Peço para Isabella explicar como o trabalho trata da sua relação com a mãe. Ela espalha as fotografias em uma mesa de centro, que divide o espaço da sala com instrumentos musicais dos colegas e livros. Aponta para uma foto em que Fátima está encolhida num sofá, durante uma de suas crises. Era o dia em que seria levada pela filha para uma clínica em Curitiba, por falta de vagas em Itajaí (SC), onde mora. “Eu não sabia lidar direito com coisas deste tipo. Aí fotografei. Quando olhei a foto, foi muito forte. Pensei: ‘o que estou fazendo?’ Isso me deu vontade de conversar com ela sobre quais eram seus medos, angústias, como era na clínica. A gente falava pouco sobre isso. E essa relação foi se transformando, tanto na nossa vida quanto nas imagens”, conta.
Intimidade e exposição
No começo deste ano, Isabella também começou a fazer anotações em um caderno — uma espécie de diário de desabafos sobre os momentos mais difíceis com Fátima. Diz que tem coisas ali que não gosta nem de reler, mas que o plano é integrar os registros ao projeto mesmo assim. Segundo a fotógrafa, expor coisas tão íntimas — com o consentimento e a consciência da mãe sobre o propósito do trabalho — não é exatamente uma atitude corajosa. Para ela, o projeto — além de um processo terapêutico — é uma necessidade.
“Quando comecei o trabalho, me perguntei quem iria se interessar por isso. É uma história muito pessoal. Mas, na primeira vez que o apresentei em público, uma mulher que também é fotógrafa me abraçou e chorou. Falou que sua mãe tinha transtorno bipolar e que era uma relação muito difícil, porque era uma coisa sobre a qual não se falava na família”, conta. “Acho que é muito importante falar sobre isso, por mais que seja uma relação muito íntima. E coloco muita coisa minha para fora. Acho que, se não colocasse, explodiria”, diz. “É quase uma libertação pessoal abrir isso para as pessoas.”

Dados de localização com um ponto por ocorrência:
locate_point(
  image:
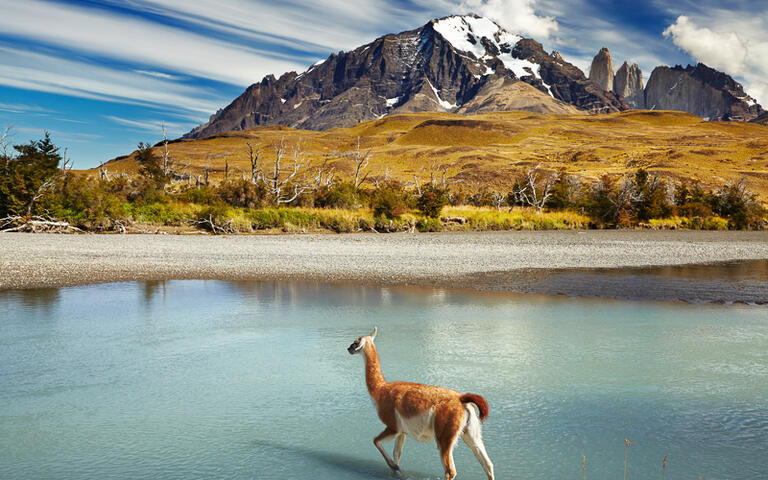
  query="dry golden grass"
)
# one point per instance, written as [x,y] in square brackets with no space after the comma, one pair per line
[486,151]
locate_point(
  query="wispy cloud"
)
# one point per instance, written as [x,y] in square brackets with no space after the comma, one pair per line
[164,76]
[518,16]
[143,42]
[35,71]
[153,126]
[727,41]
[21,108]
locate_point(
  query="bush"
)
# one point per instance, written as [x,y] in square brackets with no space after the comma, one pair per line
[389,202]
[85,203]
[429,224]
[739,205]
[432,201]
[26,174]
[243,193]
[200,195]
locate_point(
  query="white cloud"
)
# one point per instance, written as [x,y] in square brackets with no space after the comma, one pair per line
[127,38]
[154,126]
[321,26]
[721,50]
[34,71]
[739,47]
[517,16]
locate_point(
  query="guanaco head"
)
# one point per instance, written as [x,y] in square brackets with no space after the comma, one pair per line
[359,344]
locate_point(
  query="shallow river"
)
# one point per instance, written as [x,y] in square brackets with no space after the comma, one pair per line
[193,379]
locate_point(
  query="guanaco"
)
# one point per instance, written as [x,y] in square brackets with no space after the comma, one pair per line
[422,412]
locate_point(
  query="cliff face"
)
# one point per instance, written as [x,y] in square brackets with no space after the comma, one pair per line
[601,70]
[701,90]
[628,82]
[440,66]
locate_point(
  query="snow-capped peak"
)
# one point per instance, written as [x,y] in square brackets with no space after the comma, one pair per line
[466,33]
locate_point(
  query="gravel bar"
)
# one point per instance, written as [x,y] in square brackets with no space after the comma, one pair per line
[512,261]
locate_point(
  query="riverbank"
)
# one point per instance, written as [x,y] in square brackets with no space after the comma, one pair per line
[615,263]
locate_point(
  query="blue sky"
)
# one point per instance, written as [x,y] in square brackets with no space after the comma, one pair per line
[102,75]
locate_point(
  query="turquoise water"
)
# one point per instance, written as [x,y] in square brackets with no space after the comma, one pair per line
[193,379]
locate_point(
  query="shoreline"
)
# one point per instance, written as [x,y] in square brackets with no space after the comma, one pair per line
[688,266]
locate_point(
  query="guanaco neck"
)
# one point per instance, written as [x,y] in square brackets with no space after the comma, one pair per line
[374,379]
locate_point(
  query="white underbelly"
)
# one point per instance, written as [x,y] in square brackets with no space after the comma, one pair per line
[420,427]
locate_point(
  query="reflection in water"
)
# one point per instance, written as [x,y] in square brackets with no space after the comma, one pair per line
[43,299]
[204,379]
[151,288]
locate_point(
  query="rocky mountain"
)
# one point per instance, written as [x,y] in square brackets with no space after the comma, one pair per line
[762,119]
[458,64]
[701,90]
[628,82]
[601,70]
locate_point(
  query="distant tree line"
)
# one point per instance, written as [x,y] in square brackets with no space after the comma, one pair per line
[35,182]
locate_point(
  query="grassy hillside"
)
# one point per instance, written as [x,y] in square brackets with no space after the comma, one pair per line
[487,151]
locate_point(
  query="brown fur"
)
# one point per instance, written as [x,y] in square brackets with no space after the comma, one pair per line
[482,405]
[411,399]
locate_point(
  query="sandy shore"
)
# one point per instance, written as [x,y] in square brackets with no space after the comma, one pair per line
[592,263]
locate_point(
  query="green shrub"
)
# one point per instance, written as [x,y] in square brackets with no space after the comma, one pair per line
[389,201]
[26,174]
[243,193]
[432,201]
[429,224]
[340,195]
[715,223]
[200,195]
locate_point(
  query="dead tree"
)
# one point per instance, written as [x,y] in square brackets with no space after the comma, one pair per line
[323,174]
[253,158]
[278,185]
[362,159]
[534,190]
[498,200]
[166,156]
[5,142]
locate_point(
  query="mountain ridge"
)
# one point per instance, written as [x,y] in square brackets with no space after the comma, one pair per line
[439,66]
[468,64]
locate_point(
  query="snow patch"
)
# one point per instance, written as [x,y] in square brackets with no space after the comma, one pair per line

** Instruções **
a: No trecho sobre Isabella e a mãe, para que cidade Fátima seria levada a uma clínica?
b: Reescreva a parte do trecho sobre Isabella e a mãe que começa com "Intimidade e exposição" e termina com "é uma necessidade.", trocando "caderno" por "bloco de notas".

** Respostas por tarefa **
a: Para Curitiba.

b:
Intimidade e exposição
No começo deste ano, Isabella também começou a fazer anotações em um bloco de notas — uma espécie de diário de desabafos sobre os momentos mais difíceis com Fátima. Diz que tem coisas ali que não gosta nem de reler, mas que o plano é integrar os registros ao projeto mesmo assim. Segundo a fotógrafa, expor coisas tão íntimas — com o consentimento e a consciência da mãe sobre o propósito do trabalho — não é exatamente uma atitude corajosa. Para ela, o projeto — além de um processo terapêutico — é uma necessidade.